» **EXERCISE OBJECTIVE**: The answer must consist of every line from the data that holds "framed".
════════
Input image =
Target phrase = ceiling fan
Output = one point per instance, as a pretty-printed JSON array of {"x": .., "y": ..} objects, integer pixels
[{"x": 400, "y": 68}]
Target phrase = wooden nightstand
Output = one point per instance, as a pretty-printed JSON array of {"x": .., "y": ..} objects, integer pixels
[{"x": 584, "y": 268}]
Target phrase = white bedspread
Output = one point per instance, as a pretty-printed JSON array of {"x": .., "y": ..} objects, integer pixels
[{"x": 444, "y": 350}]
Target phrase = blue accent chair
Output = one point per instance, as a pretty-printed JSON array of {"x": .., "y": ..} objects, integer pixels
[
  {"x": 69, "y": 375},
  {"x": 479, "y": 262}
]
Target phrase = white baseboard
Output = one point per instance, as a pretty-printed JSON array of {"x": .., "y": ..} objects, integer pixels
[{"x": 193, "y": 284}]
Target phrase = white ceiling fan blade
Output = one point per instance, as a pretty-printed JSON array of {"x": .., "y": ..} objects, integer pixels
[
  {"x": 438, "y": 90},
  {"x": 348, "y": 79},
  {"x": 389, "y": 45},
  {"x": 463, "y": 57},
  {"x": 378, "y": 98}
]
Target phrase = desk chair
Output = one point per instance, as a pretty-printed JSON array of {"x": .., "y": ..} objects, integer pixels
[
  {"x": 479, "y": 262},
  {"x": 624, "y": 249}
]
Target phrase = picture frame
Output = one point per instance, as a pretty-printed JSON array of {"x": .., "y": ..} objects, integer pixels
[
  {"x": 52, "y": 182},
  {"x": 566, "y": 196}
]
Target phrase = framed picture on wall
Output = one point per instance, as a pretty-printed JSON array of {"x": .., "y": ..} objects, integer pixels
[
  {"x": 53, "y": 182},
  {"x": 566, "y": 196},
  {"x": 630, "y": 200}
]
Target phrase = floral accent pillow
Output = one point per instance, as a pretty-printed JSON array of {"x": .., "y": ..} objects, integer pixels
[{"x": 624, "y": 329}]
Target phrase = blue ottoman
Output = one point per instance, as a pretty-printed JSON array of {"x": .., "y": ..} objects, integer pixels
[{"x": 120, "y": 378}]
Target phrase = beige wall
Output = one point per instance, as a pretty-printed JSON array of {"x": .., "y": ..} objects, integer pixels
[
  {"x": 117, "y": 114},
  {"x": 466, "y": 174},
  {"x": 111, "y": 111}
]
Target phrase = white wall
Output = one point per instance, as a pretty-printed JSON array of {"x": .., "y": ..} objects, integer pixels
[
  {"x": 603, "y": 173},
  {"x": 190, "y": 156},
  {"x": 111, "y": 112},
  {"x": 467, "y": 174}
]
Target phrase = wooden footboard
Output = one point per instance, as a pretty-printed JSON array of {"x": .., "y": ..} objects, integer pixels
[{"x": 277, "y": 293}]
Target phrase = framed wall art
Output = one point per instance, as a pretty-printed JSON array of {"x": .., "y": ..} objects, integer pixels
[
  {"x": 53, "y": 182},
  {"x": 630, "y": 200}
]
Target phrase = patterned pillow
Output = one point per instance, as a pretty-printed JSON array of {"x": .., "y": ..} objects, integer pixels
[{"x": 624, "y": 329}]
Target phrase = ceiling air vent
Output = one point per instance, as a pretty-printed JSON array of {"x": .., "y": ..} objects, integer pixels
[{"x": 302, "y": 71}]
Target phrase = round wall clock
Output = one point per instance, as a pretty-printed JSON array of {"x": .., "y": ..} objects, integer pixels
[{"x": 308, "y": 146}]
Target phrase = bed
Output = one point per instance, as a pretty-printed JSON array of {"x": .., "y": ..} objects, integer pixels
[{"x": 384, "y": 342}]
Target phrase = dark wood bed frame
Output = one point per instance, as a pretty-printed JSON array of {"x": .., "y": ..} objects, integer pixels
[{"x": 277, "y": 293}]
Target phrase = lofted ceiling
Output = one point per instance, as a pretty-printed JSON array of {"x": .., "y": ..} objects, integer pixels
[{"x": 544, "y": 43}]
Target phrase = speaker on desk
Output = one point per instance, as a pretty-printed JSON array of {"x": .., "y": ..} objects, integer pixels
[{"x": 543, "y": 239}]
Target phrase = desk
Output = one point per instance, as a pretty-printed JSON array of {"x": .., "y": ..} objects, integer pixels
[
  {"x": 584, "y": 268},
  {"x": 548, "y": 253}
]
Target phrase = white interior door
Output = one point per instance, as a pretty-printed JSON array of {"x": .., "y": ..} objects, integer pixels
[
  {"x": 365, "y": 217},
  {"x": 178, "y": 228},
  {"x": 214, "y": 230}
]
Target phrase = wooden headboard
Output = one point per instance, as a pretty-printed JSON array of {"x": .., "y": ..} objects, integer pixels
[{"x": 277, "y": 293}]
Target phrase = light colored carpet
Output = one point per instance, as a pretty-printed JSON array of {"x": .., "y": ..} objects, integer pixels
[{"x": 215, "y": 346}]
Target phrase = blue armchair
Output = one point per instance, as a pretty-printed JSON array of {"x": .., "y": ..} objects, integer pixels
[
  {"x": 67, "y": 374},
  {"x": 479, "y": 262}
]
════════
» **OUTPUT BELOW**:
Target phrase = framed picture on wall
Target phrase = framed wall art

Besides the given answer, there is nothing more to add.